# START OF Input for this task

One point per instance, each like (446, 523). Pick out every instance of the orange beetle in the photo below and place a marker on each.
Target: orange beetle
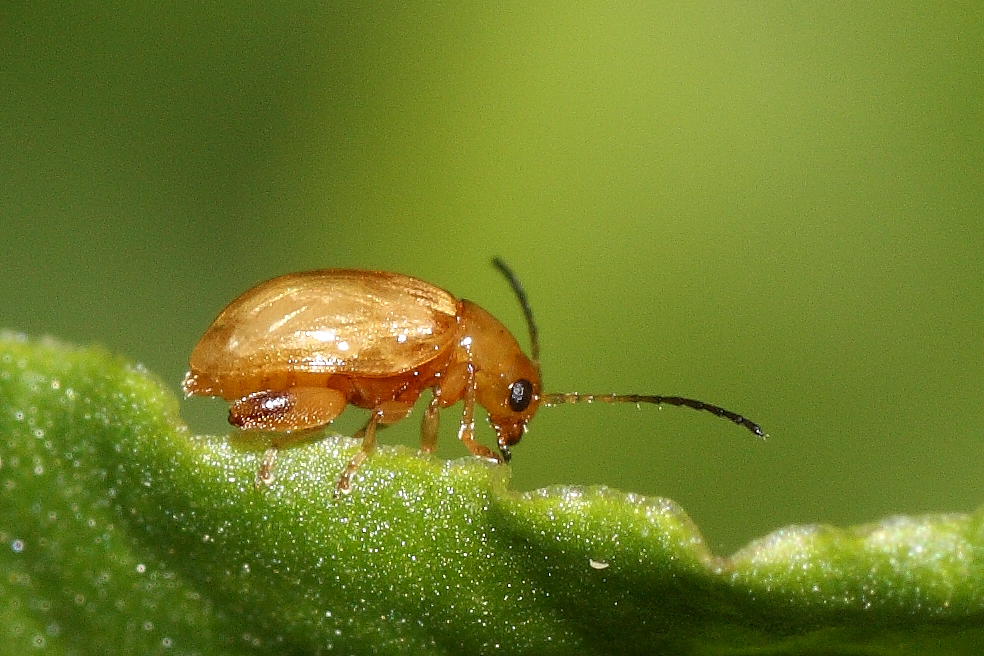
(292, 352)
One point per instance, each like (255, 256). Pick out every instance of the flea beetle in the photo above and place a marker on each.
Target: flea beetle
(293, 352)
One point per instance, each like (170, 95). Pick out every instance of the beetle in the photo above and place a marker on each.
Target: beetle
(293, 352)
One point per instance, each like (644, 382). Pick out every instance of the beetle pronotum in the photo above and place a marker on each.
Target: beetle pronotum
(293, 352)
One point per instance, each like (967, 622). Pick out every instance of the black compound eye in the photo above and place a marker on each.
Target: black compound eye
(520, 395)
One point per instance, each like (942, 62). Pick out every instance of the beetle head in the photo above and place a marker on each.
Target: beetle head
(507, 382)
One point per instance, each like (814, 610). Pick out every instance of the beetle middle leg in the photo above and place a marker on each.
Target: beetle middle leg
(384, 414)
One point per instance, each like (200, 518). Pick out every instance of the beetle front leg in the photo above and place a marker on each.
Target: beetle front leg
(430, 423)
(466, 432)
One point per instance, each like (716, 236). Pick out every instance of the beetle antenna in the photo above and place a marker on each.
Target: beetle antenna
(576, 397)
(523, 301)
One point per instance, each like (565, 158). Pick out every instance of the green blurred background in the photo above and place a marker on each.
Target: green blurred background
(771, 206)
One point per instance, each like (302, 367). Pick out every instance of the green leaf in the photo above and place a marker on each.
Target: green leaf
(122, 532)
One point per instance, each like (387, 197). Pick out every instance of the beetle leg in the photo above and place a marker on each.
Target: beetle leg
(265, 475)
(288, 410)
(466, 432)
(430, 423)
(344, 485)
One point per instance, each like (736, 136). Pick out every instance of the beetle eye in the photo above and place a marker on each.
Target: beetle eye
(520, 395)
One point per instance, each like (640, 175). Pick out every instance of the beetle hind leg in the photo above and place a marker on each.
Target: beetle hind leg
(294, 409)
(296, 413)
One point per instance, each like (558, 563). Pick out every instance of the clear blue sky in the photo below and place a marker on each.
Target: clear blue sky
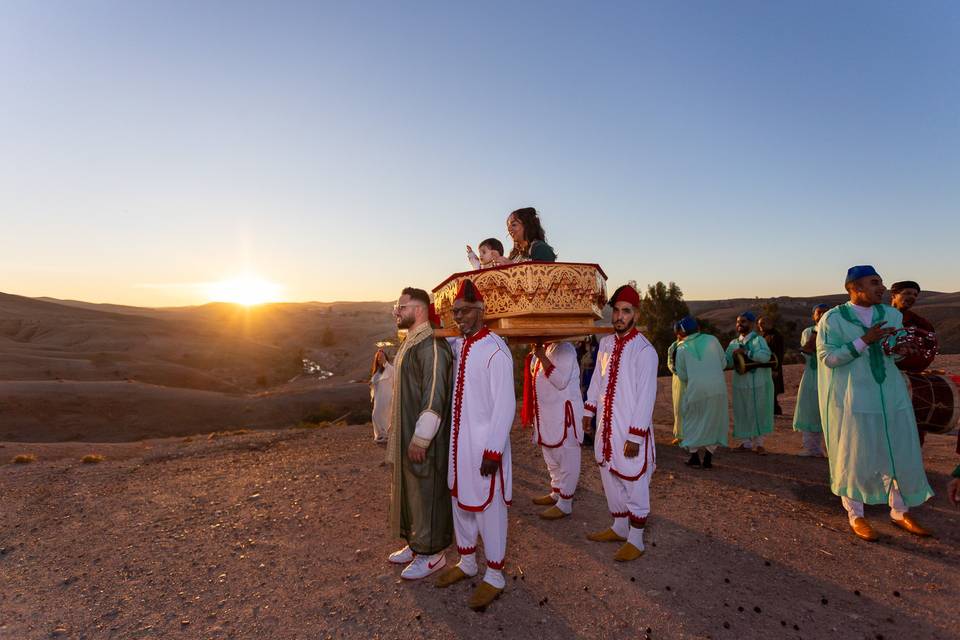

# END OF Input for this task

Please list every line of the material above that contains the string "orange", treating uppercase and lowercase letters as different.

One point per instance, each like (446, 523). Pick out every instance of the orange beetle in the photo below and place a marker on each.
Target: orange beetle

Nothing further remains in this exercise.